Lines below that include "coat" are the answer; copy each one.
━━━ RECORDS FOR THIS EXERCISE
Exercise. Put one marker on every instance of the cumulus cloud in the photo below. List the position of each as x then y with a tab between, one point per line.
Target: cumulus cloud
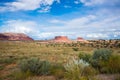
28	5
20	26
98	2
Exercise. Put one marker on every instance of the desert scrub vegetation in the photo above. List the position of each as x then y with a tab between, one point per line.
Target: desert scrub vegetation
78	69
85	56
35	66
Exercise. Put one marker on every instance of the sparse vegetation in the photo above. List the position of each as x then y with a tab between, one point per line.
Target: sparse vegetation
21	60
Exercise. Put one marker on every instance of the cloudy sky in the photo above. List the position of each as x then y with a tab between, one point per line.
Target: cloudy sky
44	19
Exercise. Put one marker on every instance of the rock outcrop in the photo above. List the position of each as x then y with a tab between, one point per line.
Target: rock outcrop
61	39
15	37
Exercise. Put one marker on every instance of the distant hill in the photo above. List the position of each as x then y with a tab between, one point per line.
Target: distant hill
15	37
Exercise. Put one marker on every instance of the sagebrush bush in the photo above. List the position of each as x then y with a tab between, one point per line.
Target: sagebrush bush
112	65
99	56
21	75
58	71
77	70
102	54
85	57
35	66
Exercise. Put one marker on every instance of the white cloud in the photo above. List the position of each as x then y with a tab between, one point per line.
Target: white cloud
99	2
27	5
97	36
20	26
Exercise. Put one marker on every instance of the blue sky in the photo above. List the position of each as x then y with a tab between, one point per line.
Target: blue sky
44	19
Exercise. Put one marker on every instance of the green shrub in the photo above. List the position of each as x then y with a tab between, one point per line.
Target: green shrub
58	71
7	60
112	65
21	75
99	57
102	54
85	57
35	66
75	49
77	70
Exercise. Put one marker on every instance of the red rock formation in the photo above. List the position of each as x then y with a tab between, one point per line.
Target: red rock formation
61	39
15	37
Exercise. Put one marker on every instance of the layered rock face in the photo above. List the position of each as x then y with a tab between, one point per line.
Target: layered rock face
61	39
15	37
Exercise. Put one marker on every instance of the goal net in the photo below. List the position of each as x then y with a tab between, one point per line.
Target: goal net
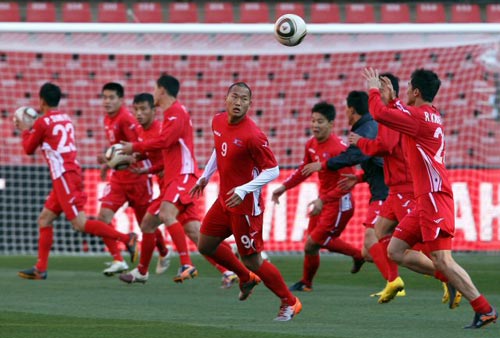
286	83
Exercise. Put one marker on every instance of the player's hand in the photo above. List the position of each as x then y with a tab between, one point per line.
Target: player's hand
311	168
104	172
353	139
317	206
386	90
234	200
277	193
198	188
127	148
372	78
347	182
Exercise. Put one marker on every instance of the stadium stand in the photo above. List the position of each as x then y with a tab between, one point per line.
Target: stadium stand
76	12
9	12
325	13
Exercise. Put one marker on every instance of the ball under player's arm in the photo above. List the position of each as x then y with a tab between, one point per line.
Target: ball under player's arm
32	138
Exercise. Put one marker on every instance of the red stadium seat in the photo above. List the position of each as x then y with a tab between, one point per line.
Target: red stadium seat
254	12
325	13
430	13
465	13
182	12
219	12
359	13
111	12
493	13
9	12
41	12
289	8
76	12
394	13
147	12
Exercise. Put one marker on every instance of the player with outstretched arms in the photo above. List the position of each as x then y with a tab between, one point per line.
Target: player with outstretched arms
54	133
334	207
123	185
245	163
433	219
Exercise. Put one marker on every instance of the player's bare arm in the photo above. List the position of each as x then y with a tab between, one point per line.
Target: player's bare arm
311	168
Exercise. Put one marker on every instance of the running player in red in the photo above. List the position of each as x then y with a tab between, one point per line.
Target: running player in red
400	200
123	186
150	128
54	133
433	219
245	164
334	207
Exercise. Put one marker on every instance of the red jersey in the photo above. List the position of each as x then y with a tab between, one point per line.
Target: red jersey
321	151
423	142
55	133
155	157
175	141
122	127
388	145
243	153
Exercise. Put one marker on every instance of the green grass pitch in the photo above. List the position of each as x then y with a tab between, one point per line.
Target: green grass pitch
78	301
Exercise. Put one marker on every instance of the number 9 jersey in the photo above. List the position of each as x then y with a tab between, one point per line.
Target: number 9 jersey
55	133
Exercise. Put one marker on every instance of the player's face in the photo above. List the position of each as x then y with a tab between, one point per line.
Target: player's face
111	102
237	103
321	127
144	113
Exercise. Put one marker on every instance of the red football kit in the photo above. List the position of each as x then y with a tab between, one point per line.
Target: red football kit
176	143
54	133
397	176
338	206
424	145
124	185
242	154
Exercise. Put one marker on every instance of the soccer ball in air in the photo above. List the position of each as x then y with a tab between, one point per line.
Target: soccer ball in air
115	158
290	30
27	115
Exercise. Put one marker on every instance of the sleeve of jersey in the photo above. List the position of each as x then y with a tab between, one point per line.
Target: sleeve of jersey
34	137
171	131
348	158
296	177
383	145
399	118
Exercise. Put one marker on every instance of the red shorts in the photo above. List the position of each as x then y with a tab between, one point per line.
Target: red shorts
67	195
372	213
138	195
432	222
247	230
331	221
397	206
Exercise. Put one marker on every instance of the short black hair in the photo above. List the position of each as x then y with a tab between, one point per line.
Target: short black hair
240	84
51	94
144	97
326	109
394	81
359	101
170	83
116	87
427	82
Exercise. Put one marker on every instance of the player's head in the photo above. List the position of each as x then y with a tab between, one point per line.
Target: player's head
394	81
423	86
167	88
144	109
322	117
238	101
50	95
357	106
112	97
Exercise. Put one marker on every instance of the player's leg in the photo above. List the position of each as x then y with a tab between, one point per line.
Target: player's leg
45	240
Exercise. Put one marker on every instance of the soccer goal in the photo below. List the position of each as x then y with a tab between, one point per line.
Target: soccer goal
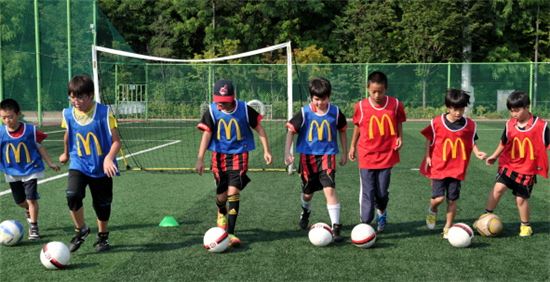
159	101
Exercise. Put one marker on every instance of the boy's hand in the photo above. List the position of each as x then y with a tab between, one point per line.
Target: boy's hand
109	167
351	154
490	160
343	160
53	166
481	155
199	166
63	158
267	158
289	159
398	143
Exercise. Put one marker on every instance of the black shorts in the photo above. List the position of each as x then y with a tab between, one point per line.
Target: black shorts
448	186
522	191
318	181
235	178
101	188
22	191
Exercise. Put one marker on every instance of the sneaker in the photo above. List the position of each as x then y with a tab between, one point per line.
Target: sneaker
222	221
28	216
304	219
525	231
381	219
431	219
234	241
336	230
445	233
33	232
79	238
102	243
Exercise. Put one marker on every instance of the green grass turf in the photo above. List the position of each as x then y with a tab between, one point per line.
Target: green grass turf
273	246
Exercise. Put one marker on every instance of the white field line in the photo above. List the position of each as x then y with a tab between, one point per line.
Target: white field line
119	158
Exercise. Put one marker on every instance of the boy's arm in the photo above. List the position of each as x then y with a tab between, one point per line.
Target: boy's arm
64	157
353	145
289	157
265	143
344	146
492	158
46	158
205	140
109	166
479	154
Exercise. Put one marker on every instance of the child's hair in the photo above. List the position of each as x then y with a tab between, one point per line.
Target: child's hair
456	98
80	85
320	87
377	77
10	105
518	99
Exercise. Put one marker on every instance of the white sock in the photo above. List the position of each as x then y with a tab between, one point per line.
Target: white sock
334	213
305	204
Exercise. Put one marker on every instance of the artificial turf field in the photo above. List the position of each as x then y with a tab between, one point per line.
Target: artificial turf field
273	246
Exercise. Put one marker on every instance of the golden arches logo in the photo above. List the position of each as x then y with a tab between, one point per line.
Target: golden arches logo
320	130
521	148
17	152
86	143
227	127
454	148
380	123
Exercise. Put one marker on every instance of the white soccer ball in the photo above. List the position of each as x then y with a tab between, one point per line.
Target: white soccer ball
11	232
55	255
216	240
320	234
460	235
363	235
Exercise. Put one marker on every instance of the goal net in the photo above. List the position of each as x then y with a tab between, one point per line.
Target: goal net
158	102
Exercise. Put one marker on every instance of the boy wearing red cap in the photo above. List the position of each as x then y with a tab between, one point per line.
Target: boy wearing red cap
227	133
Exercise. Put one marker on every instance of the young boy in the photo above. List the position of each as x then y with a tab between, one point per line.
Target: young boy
21	162
227	133
523	154
317	126
450	141
376	140
91	143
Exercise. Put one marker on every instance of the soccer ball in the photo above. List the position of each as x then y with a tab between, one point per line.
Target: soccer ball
55	255
460	235
216	240
363	235
320	234
11	232
488	225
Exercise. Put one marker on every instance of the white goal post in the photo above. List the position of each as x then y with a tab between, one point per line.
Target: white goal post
286	45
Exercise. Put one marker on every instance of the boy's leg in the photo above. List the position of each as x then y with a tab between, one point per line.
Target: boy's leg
382	197
494	196
366	195
102	197
77	183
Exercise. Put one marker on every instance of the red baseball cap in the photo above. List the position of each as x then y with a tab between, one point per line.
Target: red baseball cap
224	91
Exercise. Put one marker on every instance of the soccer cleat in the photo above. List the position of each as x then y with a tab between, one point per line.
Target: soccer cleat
78	239
102	243
33	232
445	233
381	219
222	221
525	231
336	230
234	241
304	219
431	219
28	216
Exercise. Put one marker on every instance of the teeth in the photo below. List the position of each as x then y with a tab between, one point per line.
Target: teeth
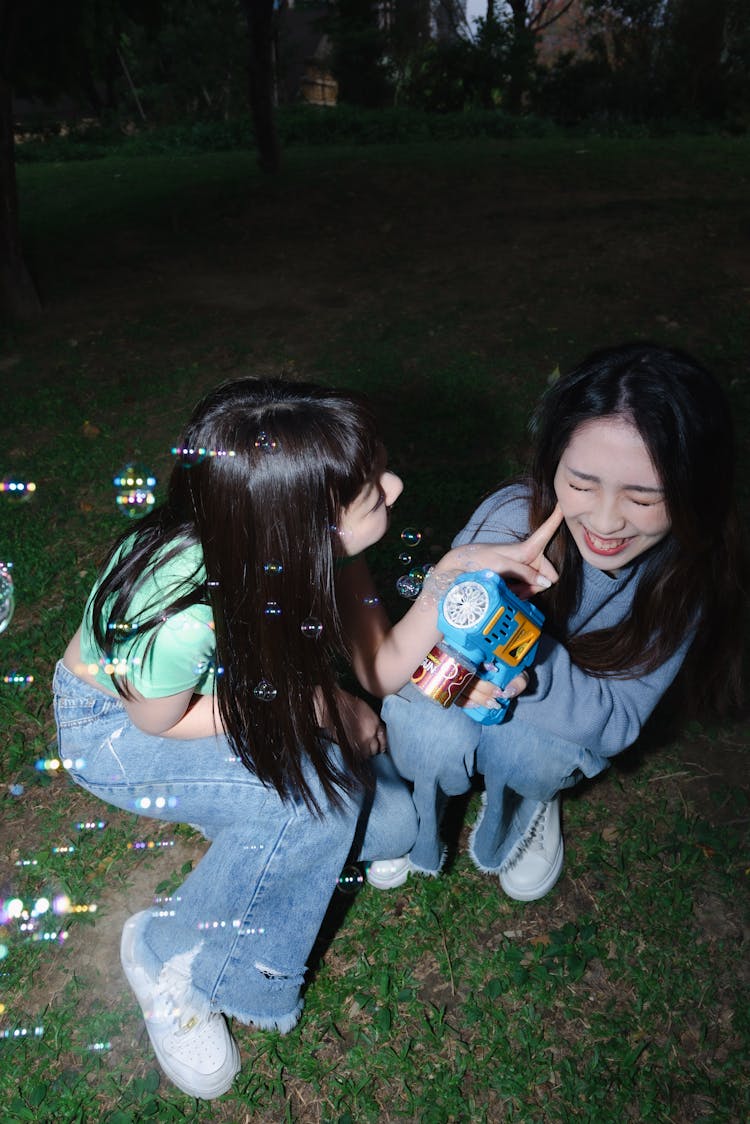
606	544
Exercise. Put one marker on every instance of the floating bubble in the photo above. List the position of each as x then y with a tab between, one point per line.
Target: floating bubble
188	458
134	495
264	691
350	880
265	443
17	489
7	598
407	587
312	627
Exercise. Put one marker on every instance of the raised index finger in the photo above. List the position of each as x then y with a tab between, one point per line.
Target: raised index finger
540	538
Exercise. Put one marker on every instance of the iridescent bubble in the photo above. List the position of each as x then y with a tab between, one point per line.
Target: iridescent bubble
265	443
264	691
350	879
134	496
17	489
188	458
312	627
7	598
407	587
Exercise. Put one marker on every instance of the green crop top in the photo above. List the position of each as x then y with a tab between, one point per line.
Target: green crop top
183	652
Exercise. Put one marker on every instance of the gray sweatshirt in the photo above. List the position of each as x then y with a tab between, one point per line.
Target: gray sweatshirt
605	715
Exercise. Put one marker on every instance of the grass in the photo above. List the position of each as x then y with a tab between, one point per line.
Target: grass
449	282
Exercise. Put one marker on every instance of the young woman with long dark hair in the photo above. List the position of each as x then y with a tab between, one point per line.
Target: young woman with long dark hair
634	446
201	687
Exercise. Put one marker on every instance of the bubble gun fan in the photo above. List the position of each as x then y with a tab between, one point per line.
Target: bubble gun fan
488	633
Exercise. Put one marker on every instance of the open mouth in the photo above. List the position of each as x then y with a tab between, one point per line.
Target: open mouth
605	546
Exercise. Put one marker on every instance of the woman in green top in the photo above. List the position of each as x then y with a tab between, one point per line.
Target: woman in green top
201	688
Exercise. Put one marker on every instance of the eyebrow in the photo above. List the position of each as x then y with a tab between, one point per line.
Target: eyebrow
595	480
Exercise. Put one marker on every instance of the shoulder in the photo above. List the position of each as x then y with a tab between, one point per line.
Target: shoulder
502	517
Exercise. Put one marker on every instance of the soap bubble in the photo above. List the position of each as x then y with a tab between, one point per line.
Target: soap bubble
188	458
264	691
350	880
7	599
135	493
312	627
408	587
265	443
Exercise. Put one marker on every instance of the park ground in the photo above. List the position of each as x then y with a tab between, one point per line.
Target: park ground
451	283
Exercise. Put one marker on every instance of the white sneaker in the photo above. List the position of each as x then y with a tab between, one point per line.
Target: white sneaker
388	873
541	863
197	1052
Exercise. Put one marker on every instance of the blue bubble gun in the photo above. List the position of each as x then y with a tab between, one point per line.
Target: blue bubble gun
489	633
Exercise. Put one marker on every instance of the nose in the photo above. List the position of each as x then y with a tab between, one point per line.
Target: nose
392	487
606	517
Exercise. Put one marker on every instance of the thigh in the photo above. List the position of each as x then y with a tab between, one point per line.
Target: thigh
427	741
532	761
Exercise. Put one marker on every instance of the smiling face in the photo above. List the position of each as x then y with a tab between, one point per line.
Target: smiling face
366	519
611	496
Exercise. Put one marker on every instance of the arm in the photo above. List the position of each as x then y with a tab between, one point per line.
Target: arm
383	656
603	714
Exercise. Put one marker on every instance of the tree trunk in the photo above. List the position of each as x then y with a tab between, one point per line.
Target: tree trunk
18	296
259	15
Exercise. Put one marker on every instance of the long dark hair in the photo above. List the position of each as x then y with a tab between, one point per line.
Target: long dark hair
693	577
263	471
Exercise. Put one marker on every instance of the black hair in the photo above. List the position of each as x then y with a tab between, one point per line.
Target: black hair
263	470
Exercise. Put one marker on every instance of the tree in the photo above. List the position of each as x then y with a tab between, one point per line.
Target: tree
18	296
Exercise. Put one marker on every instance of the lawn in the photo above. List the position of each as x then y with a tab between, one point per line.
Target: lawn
450	282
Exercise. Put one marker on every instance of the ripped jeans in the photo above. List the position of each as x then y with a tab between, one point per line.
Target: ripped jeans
250	912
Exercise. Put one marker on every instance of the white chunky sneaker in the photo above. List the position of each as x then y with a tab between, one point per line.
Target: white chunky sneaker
541	863
388	873
197	1052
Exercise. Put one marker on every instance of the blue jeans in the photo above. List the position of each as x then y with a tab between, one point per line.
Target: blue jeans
524	767
250	912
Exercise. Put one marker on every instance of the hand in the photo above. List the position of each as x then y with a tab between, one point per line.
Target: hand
523	564
362	726
482	694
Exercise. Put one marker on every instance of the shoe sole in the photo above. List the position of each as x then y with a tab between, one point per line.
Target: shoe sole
387	884
538	891
206	1091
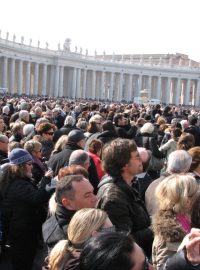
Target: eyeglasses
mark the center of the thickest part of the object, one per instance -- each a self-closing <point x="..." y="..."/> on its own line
<point x="108" y="229"/>
<point x="29" y="163"/>
<point x="146" y="264"/>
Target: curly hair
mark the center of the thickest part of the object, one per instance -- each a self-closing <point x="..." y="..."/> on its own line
<point x="116" y="155"/>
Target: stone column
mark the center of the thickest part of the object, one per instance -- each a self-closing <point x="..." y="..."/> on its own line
<point x="111" y="94"/>
<point x="102" y="86"/>
<point x="178" y="92"/>
<point x="36" y="76"/>
<point x="56" y="87"/>
<point x="44" y="79"/>
<point x="158" y="94"/>
<point x="74" y="83"/>
<point x="4" y="72"/>
<point x="84" y="82"/>
<point x="20" y="77"/>
<point x="78" y="84"/>
<point x="149" y="87"/>
<point x="61" y="81"/>
<point x="12" y="76"/>
<point x="130" y="82"/>
<point x="121" y="81"/>
<point x="168" y="91"/>
<point x="187" y="92"/>
<point x="197" y="94"/>
<point x="139" y="85"/>
<point x="28" y="78"/>
<point x="93" y="84"/>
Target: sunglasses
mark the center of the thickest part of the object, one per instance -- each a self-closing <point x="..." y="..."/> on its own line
<point x="108" y="229"/>
<point x="29" y="163"/>
<point x="50" y="133"/>
<point x="146" y="264"/>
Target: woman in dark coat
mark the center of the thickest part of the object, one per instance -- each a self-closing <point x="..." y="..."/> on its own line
<point x="23" y="215"/>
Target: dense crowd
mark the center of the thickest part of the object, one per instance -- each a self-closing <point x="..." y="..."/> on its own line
<point x="99" y="186"/>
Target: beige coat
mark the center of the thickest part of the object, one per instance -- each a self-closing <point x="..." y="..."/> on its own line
<point x="168" y="236"/>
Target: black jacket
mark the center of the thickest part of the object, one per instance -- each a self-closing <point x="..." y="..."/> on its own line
<point x="55" y="228"/>
<point x="126" y="210"/>
<point x="179" y="262"/>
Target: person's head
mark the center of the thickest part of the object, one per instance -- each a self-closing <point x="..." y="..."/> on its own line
<point x="119" y="119"/>
<point x="103" y="113"/>
<point x="177" y="192"/>
<point x="77" y="137"/>
<point x="175" y="133"/>
<point x="195" y="215"/>
<point x="108" y="125"/>
<point x="72" y="170"/>
<point x="28" y="130"/>
<point x="4" y="143"/>
<point x="21" y="162"/>
<point x="95" y="147"/>
<point x="82" y="124"/>
<point x="46" y="130"/>
<point x="160" y="121"/>
<point x="121" y="156"/>
<point x="147" y="128"/>
<point x="185" y="142"/>
<point x="17" y="128"/>
<point x="179" y="161"/>
<point x="60" y="144"/>
<point x="145" y="156"/>
<point x="84" y="224"/>
<point x="112" y="251"/>
<point x="2" y="124"/>
<point x="75" y="192"/>
<point x="69" y="121"/>
<point x="79" y="157"/>
<point x="34" y="148"/>
<point x="24" y="116"/>
<point x="195" y="154"/>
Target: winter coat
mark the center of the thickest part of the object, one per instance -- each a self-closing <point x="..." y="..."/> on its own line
━━━━━━
# EXERCISE SOLUTION
Target: woman in dark coat
Target: beige coat
Target: winter coat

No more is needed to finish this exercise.